▶ _GIVEN REQUEST_:
Write out the listing below again, changing each "Spot" to "Locate" and keeping everything else the same. Leave the pictures out of your answer.
============
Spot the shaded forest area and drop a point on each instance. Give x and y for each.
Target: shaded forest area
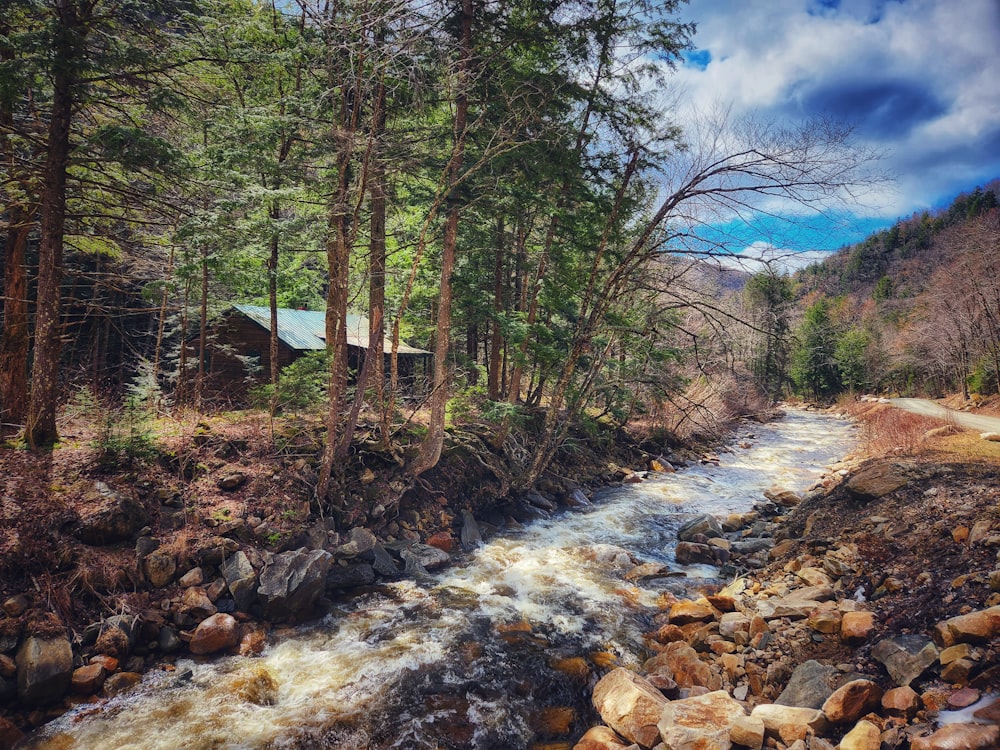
(498, 185)
(913, 310)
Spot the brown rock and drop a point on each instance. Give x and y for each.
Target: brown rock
(747, 731)
(687, 611)
(856, 627)
(681, 663)
(852, 701)
(974, 627)
(88, 680)
(214, 634)
(960, 737)
(703, 721)
(864, 736)
(775, 717)
(876, 481)
(600, 738)
(630, 705)
(902, 701)
(120, 682)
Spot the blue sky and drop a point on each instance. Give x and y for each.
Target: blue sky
(918, 79)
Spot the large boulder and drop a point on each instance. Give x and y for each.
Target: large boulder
(44, 670)
(705, 525)
(291, 583)
(215, 633)
(241, 579)
(108, 516)
(703, 722)
(905, 657)
(630, 705)
(809, 686)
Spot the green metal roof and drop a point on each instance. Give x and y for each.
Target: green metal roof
(305, 330)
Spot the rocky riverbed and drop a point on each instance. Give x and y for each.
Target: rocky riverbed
(871, 621)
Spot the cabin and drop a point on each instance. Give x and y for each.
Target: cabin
(238, 352)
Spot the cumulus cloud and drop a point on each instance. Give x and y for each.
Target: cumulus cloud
(916, 78)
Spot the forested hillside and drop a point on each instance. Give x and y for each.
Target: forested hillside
(494, 185)
(913, 310)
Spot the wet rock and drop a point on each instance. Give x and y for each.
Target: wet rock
(600, 738)
(905, 657)
(852, 701)
(232, 481)
(241, 579)
(88, 680)
(856, 627)
(429, 557)
(784, 498)
(160, 567)
(680, 662)
(120, 682)
(864, 736)
(292, 582)
(877, 481)
(630, 705)
(704, 721)
(691, 553)
(809, 686)
(686, 611)
(703, 525)
(960, 737)
(901, 701)
(974, 627)
(350, 576)
(44, 669)
(196, 603)
(213, 634)
(108, 516)
(358, 541)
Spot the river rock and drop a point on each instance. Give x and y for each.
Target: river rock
============
▶ _SOLUTION TO THIS TASK_:
Locate the shaded forest area and drop a point on each instance. Give x and y for each.
Target: shaded forest area
(498, 185)
(913, 310)
Locate the brown rock and drop a point on each instance. Give x and y for each.
Target: brown rock
(747, 731)
(687, 611)
(856, 627)
(681, 663)
(852, 701)
(974, 627)
(88, 680)
(214, 634)
(960, 737)
(703, 721)
(864, 736)
(775, 717)
(876, 481)
(600, 738)
(630, 705)
(902, 701)
(120, 682)
Locate the blue sky and drop a point on each instance. Give x and y for each.
Target: blue sky
(918, 79)
Locate the large boulder and drop a point on each instance. Give x and y for each.
Target: large boulder
(44, 670)
(705, 525)
(291, 583)
(215, 633)
(241, 579)
(108, 516)
(703, 722)
(905, 657)
(630, 705)
(809, 686)
Locate the green metal roof and drop a point on each instance. Give x and y for each.
Target: green metal roof
(305, 330)
Locate the rocky riverbed and drop a point on each instance. Give x and y for each.
Target: rocky riverbed
(871, 621)
Locate the cabin and drop a point on each instance. Give x and y for each.
Target: cabin
(238, 352)
Locate the cumulus cloud and drop a point on each instance. Give x and y for each.
Target: cumulus cloud
(916, 78)
Locate the forested hillside and drop a point on each instance. Give x and y for each.
Target: forested hillside
(494, 185)
(913, 310)
Locate the wet rock and drop a point on each instance. Give x and y for each.
Target: wet rock
(600, 738)
(905, 657)
(852, 701)
(232, 481)
(241, 579)
(88, 680)
(856, 627)
(429, 557)
(784, 498)
(160, 567)
(680, 662)
(120, 682)
(864, 736)
(292, 582)
(877, 481)
(630, 705)
(704, 721)
(691, 553)
(809, 686)
(686, 611)
(703, 525)
(960, 737)
(901, 701)
(974, 627)
(350, 576)
(44, 669)
(196, 603)
(213, 634)
(108, 516)
(358, 541)
Locate the river rock and drop a point on each instance. Give x and y for each.
Target: river rock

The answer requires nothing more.